Saved data entries

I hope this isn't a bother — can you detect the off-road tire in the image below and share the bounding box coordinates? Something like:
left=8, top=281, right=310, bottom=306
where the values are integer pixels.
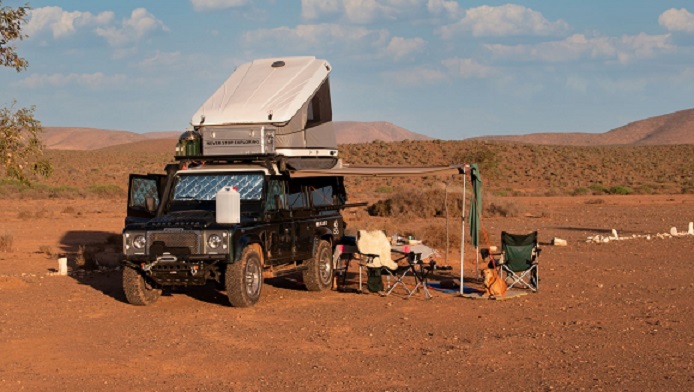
left=303, top=240, right=333, bottom=291
left=123, top=266, right=161, bottom=306
left=226, top=247, right=263, bottom=307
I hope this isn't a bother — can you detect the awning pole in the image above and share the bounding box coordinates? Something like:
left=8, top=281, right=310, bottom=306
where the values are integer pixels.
left=460, top=168, right=466, bottom=296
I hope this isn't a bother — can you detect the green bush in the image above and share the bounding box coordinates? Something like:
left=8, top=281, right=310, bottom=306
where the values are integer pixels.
left=571, top=187, right=590, bottom=196
left=588, top=184, right=608, bottom=195
left=86, top=184, right=124, bottom=198
left=609, top=185, right=633, bottom=195
left=636, top=184, right=654, bottom=195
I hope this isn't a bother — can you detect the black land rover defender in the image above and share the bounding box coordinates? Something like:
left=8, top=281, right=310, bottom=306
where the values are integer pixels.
left=122, top=160, right=349, bottom=307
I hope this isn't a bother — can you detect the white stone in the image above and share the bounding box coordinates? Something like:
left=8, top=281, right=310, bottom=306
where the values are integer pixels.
left=670, top=227, right=678, bottom=236
left=552, top=238, right=568, bottom=246
left=688, top=222, right=693, bottom=235
left=611, top=229, right=619, bottom=240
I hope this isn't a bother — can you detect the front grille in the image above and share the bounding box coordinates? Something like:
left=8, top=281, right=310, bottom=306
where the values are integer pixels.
left=147, top=231, right=201, bottom=256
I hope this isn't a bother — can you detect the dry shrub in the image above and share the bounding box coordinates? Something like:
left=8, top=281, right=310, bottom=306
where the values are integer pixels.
left=17, top=210, right=33, bottom=219
left=585, top=198, right=605, bottom=205
left=411, top=221, right=461, bottom=251
left=367, top=188, right=464, bottom=218
left=0, top=233, right=13, bottom=252
left=485, top=200, right=520, bottom=217
left=35, top=209, right=51, bottom=218
left=38, top=245, right=53, bottom=257
left=86, top=184, right=125, bottom=198
left=61, top=206, right=76, bottom=214
left=17, top=209, right=51, bottom=219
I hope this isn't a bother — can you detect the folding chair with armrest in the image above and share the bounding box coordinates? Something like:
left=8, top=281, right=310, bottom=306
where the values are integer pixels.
left=497, top=231, right=541, bottom=292
left=354, top=230, right=412, bottom=295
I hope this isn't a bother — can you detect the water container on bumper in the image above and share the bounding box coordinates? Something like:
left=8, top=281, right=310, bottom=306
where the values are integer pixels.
left=216, top=186, right=240, bottom=224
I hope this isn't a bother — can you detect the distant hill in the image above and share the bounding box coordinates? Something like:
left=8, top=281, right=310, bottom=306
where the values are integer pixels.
left=333, top=121, right=432, bottom=144
left=42, top=121, right=431, bottom=151
left=477, top=108, right=694, bottom=145
left=42, top=127, right=180, bottom=150
left=42, top=108, right=694, bottom=151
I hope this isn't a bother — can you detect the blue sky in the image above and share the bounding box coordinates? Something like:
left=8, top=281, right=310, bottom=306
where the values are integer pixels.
left=2, top=0, right=694, bottom=139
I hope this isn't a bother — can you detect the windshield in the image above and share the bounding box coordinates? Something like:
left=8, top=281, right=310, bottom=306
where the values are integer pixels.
left=173, top=173, right=264, bottom=201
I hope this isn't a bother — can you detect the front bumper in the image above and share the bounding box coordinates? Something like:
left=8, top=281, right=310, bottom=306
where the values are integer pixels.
left=124, top=254, right=226, bottom=286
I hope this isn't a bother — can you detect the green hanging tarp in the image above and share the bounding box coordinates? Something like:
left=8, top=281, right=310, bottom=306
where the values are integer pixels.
left=468, top=164, right=482, bottom=248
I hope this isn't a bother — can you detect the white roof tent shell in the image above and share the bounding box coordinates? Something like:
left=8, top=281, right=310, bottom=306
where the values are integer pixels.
left=191, top=57, right=336, bottom=161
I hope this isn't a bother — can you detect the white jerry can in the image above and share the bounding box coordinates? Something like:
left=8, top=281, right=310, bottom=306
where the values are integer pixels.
left=216, top=186, right=241, bottom=224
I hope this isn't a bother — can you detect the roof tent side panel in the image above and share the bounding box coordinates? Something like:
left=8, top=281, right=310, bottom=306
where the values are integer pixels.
left=191, top=57, right=331, bottom=126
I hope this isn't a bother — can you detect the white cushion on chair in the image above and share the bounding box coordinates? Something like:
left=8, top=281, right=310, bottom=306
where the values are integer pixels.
left=356, top=230, right=397, bottom=270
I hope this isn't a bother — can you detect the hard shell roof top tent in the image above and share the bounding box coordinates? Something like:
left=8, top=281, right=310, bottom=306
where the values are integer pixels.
left=188, top=56, right=336, bottom=170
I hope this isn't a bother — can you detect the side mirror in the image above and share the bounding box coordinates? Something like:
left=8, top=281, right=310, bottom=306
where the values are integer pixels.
left=145, top=197, right=157, bottom=213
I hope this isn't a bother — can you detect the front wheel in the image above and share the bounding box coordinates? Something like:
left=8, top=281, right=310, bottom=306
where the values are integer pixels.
left=226, top=247, right=263, bottom=307
left=123, top=266, right=161, bottom=306
left=303, top=240, right=333, bottom=291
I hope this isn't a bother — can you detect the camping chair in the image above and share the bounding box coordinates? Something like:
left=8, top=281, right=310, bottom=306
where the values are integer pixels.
left=497, top=231, right=541, bottom=292
left=354, top=230, right=412, bottom=296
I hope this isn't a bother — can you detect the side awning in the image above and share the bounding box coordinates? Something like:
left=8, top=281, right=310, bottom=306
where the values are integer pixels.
left=288, top=165, right=466, bottom=178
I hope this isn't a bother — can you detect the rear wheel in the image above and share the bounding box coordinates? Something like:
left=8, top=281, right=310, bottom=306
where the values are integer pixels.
left=123, top=266, right=161, bottom=306
left=303, top=240, right=333, bottom=291
left=226, top=247, right=263, bottom=307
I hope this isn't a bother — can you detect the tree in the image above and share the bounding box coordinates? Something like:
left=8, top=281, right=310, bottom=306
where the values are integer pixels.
left=1, top=1, right=28, bottom=71
left=1, top=1, right=51, bottom=182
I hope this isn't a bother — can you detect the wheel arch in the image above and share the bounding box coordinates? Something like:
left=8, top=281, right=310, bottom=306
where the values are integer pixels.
left=233, top=234, right=265, bottom=265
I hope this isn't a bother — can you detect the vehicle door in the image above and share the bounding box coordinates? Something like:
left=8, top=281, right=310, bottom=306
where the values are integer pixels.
left=309, top=177, right=342, bottom=239
left=286, top=179, right=314, bottom=259
left=265, top=178, right=295, bottom=262
left=126, top=174, right=165, bottom=225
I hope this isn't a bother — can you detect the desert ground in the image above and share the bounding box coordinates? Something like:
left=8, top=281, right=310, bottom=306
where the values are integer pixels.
left=0, top=194, right=692, bottom=391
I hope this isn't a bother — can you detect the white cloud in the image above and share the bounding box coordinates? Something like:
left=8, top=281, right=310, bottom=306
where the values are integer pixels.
left=301, top=0, right=429, bottom=23
left=190, top=0, right=248, bottom=12
left=137, top=51, right=183, bottom=69
left=385, top=36, right=426, bottom=59
left=659, top=8, right=694, bottom=33
left=485, top=33, right=674, bottom=64
left=17, top=72, right=127, bottom=89
left=384, top=67, right=446, bottom=85
left=439, top=4, right=569, bottom=38
left=25, top=6, right=114, bottom=39
left=302, top=0, right=340, bottom=19
left=95, top=8, right=169, bottom=47
left=442, top=58, right=497, bottom=78
left=343, top=0, right=394, bottom=23
left=426, top=0, right=459, bottom=18
left=25, top=6, right=167, bottom=47
left=243, top=23, right=389, bottom=49
left=384, top=57, right=496, bottom=86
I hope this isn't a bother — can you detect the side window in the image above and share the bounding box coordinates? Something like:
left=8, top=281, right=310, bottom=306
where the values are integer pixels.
left=310, top=182, right=334, bottom=207
left=130, top=177, right=160, bottom=209
left=286, top=180, right=307, bottom=210
left=265, top=179, right=285, bottom=212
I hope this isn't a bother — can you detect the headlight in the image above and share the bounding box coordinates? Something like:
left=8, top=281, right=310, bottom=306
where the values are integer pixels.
left=133, top=235, right=146, bottom=249
left=208, top=234, right=222, bottom=249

#### Task prompt
From the line holding "detect the folding" to the line holding "detect the water", inclusive, restate each line above exactly as written.

#### Answer below
I hope this isn't a bother — can you detect the folding chair with armrest in the image above and share the bounding box coordinates? Something like:
left=8, top=281, right=310, bottom=306
where the values are integer pixels.
left=497, top=231, right=541, bottom=292
left=354, top=230, right=412, bottom=295
I hope this isn't a bother — can you detect the water container on bumper in the image above and share the bounding box coordinates? Something like:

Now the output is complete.